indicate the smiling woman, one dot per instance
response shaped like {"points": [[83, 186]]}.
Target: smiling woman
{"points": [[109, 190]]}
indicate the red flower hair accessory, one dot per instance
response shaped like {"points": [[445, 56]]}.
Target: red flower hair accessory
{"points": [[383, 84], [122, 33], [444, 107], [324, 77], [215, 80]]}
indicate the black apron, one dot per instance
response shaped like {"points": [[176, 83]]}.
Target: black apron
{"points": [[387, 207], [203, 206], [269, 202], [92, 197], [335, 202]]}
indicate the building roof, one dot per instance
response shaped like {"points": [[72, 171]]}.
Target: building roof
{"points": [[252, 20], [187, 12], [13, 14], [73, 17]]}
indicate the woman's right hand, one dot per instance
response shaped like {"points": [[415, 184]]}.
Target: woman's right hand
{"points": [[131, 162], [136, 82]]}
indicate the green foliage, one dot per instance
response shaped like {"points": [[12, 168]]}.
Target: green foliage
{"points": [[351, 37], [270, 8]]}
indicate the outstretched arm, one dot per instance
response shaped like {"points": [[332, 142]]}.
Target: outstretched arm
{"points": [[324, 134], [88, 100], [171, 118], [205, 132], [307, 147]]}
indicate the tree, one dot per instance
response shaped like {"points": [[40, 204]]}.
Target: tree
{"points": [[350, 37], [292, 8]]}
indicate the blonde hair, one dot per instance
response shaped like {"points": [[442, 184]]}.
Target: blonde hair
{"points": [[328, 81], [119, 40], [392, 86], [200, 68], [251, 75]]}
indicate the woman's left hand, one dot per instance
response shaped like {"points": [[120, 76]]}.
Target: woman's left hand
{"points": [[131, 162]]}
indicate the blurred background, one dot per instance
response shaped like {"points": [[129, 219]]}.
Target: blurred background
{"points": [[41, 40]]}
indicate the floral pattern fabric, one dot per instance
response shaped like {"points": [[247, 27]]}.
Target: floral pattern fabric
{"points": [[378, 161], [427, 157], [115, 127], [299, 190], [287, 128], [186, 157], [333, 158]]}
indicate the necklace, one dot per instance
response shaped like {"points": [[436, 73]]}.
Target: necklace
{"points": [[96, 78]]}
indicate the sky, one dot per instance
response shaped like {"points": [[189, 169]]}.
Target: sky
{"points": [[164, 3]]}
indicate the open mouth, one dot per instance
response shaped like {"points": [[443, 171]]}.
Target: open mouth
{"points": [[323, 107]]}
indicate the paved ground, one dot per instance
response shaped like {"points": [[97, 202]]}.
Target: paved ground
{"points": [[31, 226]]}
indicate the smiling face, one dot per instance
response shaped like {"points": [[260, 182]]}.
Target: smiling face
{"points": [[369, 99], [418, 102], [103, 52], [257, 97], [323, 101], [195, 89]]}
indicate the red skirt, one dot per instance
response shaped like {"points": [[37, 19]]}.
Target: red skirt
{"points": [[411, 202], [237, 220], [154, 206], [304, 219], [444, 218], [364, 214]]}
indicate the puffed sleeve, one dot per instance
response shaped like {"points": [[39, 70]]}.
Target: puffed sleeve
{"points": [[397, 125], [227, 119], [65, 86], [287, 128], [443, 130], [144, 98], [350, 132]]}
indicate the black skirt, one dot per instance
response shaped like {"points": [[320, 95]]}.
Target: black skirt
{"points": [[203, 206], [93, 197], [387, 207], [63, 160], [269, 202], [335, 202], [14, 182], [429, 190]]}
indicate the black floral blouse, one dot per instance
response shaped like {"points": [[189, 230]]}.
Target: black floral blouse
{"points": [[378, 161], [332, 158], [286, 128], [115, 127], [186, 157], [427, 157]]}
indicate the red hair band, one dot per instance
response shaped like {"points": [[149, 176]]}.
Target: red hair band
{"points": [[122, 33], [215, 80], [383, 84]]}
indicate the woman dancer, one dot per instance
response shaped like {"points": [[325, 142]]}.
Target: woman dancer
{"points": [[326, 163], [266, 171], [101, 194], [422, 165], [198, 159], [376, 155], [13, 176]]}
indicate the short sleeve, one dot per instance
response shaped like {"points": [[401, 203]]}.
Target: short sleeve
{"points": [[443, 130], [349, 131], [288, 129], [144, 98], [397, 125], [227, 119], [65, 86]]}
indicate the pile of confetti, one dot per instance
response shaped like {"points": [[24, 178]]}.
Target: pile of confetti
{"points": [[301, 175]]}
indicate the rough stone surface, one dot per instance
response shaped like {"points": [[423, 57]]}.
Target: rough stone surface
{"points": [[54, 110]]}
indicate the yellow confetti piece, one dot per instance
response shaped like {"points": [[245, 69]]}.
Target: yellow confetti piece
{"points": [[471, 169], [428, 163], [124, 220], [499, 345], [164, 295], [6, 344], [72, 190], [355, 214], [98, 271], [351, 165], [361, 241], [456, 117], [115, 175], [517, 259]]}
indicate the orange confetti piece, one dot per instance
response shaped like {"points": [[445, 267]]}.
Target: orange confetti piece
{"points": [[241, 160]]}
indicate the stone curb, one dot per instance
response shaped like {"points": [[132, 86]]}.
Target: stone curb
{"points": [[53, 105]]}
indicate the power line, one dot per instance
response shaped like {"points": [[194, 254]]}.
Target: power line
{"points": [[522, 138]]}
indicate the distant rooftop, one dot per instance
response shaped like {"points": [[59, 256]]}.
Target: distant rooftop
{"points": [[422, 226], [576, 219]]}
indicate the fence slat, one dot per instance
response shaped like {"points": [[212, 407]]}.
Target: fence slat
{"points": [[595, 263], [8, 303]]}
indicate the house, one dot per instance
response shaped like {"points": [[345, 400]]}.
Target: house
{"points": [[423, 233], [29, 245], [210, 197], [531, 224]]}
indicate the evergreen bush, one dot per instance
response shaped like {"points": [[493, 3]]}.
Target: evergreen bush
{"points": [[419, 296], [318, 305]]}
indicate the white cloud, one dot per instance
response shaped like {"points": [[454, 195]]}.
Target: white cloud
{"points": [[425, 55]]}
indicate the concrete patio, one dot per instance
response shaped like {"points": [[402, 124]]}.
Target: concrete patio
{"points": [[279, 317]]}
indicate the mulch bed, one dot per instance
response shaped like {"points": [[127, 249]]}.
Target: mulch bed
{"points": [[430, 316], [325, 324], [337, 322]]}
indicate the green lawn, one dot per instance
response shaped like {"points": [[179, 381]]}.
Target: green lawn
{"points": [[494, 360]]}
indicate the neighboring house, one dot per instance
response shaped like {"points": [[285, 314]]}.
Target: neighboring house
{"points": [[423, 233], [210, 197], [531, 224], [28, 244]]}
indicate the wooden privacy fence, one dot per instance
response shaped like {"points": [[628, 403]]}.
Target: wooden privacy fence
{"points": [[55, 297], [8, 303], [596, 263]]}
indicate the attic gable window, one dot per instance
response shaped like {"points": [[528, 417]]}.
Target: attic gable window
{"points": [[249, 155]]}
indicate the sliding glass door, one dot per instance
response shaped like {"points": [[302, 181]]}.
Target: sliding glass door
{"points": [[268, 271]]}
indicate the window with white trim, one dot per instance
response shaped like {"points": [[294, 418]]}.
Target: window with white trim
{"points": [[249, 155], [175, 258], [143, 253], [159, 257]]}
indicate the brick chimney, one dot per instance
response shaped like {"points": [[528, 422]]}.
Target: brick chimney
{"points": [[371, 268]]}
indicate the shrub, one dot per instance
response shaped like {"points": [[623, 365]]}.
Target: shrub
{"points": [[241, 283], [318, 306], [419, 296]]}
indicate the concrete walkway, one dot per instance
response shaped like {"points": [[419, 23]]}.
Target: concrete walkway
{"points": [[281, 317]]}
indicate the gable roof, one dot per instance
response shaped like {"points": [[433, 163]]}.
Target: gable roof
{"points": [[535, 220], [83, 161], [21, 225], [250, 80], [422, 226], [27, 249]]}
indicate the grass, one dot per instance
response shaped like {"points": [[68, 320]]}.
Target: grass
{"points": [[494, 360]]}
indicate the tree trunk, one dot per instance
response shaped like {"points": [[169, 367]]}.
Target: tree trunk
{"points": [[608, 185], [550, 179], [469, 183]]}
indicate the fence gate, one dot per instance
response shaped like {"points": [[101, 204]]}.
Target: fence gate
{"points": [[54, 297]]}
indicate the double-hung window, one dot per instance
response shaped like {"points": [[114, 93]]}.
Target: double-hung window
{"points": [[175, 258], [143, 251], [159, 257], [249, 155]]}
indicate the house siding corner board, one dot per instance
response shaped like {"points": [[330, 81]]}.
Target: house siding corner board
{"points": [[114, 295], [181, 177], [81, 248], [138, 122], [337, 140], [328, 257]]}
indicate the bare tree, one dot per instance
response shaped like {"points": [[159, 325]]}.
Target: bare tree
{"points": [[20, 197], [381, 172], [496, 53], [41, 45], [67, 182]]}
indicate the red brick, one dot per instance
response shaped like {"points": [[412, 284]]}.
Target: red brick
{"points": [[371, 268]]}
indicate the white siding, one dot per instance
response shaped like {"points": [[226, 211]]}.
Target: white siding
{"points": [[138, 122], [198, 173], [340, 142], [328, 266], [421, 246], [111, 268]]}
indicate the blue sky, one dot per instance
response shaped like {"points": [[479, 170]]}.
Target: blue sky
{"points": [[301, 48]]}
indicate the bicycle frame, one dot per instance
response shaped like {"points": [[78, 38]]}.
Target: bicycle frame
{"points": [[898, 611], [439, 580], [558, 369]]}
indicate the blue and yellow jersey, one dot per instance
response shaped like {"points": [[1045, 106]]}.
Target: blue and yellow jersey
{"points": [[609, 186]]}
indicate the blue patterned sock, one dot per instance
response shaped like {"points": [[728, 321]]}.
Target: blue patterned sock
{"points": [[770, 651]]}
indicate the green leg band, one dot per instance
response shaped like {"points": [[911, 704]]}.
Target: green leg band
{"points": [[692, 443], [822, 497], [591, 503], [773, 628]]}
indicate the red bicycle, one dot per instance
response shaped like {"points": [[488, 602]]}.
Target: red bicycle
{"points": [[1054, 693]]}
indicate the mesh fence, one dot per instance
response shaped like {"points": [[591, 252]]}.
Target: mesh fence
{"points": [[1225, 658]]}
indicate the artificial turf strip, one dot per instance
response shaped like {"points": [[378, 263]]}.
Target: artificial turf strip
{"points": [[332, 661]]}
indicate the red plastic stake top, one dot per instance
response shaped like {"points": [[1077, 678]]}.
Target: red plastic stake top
┄┄┄┄┄┄┄┄┄┄
Requirement =>
In the data above, find the line with "indicate the blurred" and the line with "indicate the paved". Retype both, plus every line between them, exactly.

Answer for the task =>
indicate the blurred background, one dot per instance
response shaped like {"points": [[129, 219]]}.
Target: blurred background
{"points": [[41, 40]]}
indicate the floral pattern fabric, one dot per instance
response shaped like {"points": [[247, 27]]}.
Target: floral pattern fabric
{"points": [[378, 161], [427, 157], [115, 127], [299, 190], [287, 128], [186, 157], [333, 158]]}
indicate the necklace, one dot per instance
response shaped like {"points": [[436, 73]]}.
Target: necklace
{"points": [[96, 78]]}
indicate the sky, one dot per instance
response shaped like {"points": [[189, 169]]}.
Target: sky
{"points": [[164, 3]]}
indicate the open mouth, one dot per instance
response shaped like {"points": [[443, 171]]}.
Target: open mouth
{"points": [[323, 107]]}
indicate the paved ground, one dot per instance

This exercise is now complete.